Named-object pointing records

+---+

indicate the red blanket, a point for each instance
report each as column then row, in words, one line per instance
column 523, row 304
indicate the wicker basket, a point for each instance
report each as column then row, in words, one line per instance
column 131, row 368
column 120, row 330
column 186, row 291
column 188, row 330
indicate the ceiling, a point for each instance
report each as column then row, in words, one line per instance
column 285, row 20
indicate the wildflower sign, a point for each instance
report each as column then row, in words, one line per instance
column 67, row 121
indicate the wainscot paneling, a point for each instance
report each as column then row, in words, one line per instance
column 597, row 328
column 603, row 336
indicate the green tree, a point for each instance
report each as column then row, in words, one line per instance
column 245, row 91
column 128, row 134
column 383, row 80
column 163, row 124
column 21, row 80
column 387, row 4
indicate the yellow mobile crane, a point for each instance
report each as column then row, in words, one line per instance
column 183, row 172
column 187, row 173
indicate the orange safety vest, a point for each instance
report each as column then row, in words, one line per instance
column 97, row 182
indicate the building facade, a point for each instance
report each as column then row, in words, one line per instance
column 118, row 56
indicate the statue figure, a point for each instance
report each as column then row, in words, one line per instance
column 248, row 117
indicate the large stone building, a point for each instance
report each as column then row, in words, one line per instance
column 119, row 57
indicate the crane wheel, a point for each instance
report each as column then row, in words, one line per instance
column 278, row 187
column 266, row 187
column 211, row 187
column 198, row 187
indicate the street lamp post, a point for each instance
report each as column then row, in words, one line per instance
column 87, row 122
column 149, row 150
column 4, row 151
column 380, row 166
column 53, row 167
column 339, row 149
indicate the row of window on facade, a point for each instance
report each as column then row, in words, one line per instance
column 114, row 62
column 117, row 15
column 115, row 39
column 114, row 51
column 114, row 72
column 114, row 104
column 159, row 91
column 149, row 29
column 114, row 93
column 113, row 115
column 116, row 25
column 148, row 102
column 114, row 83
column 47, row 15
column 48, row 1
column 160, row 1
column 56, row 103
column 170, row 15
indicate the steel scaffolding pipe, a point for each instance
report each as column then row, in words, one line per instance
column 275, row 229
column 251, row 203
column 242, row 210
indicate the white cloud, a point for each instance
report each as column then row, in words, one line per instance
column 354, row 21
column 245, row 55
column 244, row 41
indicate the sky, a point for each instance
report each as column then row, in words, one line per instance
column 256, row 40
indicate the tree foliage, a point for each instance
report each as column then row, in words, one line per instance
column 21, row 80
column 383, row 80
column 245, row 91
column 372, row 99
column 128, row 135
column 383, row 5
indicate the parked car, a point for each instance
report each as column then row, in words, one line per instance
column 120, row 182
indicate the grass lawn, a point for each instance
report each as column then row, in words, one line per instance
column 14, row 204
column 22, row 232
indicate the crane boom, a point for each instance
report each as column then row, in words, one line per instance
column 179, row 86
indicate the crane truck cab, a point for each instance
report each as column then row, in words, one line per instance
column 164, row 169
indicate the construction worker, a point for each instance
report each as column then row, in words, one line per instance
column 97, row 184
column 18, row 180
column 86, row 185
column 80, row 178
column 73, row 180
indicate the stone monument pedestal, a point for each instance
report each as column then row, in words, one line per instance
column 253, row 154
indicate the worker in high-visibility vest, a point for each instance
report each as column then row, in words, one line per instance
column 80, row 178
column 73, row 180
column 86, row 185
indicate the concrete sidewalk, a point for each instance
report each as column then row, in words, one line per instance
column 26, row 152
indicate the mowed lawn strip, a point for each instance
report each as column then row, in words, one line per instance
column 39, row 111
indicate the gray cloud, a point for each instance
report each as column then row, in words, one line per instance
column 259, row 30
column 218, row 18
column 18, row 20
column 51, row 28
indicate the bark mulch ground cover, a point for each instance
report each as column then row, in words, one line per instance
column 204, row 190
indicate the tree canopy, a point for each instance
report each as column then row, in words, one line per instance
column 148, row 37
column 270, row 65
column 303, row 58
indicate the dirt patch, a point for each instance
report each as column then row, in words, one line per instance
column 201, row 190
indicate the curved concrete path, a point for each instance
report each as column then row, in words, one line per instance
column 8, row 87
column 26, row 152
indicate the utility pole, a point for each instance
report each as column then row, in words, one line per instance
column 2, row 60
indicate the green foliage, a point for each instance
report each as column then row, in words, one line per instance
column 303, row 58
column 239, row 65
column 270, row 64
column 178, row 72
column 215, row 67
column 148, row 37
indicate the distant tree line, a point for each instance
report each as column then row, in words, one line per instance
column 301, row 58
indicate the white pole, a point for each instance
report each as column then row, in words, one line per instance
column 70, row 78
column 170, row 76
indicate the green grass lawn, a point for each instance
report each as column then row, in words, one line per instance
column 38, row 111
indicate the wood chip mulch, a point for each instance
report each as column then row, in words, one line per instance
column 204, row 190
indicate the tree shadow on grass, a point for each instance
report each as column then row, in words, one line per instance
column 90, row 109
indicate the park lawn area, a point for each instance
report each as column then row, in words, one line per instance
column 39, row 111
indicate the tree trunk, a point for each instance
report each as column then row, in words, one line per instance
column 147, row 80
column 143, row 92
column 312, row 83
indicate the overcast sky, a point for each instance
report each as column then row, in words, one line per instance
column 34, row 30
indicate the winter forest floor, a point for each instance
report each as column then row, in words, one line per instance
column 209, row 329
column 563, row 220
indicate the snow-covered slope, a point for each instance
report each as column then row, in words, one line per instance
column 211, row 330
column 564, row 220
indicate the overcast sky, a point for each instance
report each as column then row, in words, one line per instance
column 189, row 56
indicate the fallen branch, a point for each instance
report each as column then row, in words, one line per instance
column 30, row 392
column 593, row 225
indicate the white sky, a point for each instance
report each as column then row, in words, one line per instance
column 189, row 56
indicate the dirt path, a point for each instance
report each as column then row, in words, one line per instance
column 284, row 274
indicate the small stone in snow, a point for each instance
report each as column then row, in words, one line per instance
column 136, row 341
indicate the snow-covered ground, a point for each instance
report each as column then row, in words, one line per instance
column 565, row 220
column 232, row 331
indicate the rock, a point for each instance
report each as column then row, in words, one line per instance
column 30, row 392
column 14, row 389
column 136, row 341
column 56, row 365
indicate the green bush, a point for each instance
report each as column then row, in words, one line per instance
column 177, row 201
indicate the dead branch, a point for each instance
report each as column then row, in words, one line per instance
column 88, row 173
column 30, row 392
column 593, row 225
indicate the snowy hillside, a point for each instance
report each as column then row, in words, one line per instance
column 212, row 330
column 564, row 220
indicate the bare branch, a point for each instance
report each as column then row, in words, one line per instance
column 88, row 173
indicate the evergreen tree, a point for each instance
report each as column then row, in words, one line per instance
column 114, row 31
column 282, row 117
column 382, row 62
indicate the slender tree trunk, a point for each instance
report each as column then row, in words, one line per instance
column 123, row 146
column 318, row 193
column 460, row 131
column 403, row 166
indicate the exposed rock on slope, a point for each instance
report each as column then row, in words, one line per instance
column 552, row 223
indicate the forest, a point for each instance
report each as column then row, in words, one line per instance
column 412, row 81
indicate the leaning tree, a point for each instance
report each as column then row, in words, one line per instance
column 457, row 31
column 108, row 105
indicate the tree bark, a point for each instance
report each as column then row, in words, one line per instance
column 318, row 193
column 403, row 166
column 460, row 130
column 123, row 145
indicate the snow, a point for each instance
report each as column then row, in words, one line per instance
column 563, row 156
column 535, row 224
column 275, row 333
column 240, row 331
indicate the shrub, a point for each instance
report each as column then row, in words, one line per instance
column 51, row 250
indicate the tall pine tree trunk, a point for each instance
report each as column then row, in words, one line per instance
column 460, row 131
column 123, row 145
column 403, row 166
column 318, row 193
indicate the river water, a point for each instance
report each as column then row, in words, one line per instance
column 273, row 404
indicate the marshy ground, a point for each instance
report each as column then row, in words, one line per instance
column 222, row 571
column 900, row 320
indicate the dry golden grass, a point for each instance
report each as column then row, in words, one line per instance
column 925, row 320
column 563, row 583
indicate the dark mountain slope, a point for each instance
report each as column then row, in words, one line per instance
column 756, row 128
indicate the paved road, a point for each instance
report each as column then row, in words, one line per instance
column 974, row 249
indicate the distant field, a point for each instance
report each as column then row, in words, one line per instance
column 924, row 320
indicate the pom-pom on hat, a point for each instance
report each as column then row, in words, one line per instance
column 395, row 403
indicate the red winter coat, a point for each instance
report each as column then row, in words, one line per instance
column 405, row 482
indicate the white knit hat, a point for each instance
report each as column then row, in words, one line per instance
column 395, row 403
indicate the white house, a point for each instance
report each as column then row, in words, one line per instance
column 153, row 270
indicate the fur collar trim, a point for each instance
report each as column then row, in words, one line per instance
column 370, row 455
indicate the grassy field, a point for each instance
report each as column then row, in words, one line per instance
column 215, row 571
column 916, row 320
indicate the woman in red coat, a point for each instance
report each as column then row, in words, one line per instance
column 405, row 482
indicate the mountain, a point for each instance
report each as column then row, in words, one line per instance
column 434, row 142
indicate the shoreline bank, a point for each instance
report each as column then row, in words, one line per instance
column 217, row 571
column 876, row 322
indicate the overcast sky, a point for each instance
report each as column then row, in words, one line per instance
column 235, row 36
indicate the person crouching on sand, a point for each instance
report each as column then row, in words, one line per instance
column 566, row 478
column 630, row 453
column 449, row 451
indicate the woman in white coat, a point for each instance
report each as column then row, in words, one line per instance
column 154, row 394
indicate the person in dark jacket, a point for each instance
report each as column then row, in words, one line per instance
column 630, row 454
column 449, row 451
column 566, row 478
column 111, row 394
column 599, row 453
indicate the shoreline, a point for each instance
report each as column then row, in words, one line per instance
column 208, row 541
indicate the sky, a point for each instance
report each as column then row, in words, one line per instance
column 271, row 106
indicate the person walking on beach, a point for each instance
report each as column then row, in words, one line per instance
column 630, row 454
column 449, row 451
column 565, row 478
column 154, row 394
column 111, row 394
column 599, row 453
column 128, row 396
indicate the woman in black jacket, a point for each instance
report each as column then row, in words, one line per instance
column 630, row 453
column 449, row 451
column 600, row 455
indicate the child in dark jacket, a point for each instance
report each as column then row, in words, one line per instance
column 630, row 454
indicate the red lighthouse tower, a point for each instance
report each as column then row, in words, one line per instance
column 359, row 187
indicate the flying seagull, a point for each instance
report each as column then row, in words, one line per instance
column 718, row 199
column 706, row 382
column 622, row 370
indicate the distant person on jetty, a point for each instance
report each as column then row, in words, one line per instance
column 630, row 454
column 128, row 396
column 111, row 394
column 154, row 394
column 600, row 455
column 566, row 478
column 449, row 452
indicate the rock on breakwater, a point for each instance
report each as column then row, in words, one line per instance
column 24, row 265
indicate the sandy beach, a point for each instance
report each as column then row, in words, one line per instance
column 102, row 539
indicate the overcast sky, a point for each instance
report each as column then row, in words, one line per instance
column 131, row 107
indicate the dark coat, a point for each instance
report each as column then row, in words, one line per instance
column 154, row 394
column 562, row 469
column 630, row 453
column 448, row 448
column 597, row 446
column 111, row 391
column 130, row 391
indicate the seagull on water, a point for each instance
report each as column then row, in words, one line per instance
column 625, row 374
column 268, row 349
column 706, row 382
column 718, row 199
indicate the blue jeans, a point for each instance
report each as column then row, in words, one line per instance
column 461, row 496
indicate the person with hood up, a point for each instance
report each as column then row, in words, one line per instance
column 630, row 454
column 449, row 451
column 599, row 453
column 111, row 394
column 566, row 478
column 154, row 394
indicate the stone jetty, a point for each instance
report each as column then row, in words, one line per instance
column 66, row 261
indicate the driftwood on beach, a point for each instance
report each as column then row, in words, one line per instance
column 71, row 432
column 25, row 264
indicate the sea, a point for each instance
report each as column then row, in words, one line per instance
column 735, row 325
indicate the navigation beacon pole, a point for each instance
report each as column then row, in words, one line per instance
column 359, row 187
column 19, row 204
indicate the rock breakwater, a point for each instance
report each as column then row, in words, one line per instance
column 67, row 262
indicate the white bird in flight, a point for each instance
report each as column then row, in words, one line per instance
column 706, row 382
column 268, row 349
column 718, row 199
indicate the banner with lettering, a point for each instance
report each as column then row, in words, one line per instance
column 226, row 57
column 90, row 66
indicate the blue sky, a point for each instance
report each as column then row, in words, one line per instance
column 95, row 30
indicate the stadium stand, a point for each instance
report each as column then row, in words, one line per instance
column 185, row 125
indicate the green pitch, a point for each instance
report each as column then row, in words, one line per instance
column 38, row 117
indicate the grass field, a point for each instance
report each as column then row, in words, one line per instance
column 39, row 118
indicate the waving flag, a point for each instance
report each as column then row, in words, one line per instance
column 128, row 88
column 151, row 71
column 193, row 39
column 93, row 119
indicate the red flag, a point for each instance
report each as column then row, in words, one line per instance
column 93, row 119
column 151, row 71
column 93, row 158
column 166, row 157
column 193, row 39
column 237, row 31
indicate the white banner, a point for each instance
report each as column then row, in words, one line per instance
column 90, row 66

+---+

→ **EXERCISE OBJECTIVE**
Rewrite the listing from its first line through the line with "column 603, row 336", replacing "wicker basket" with "woven basket" and leaving everything else as it is. Give only those lines.

→ **WRITTEN RESPONSE**
indicate the red blanket, a point for each instance
report each as column then row, in words, one line per instance
column 523, row 304
indicate the woven basket, a point for each instance
report each as column then row, in words, one line per instance
column 131, row 368
column 120, row 330
column 186, row 291
column 188, row 330
indicate the ceiling, a point for each instance
report each as column then row, in words, one line per instance
column 285, row 20
indicate the wildflower sign, a point for each instance
report each as column then row, in words, one line per instance
column 67, row 121
indicate the wainscot paneling, a point for each instance
report each as column then row, in words, one line per instance
column 597, row 328
column 603, row 336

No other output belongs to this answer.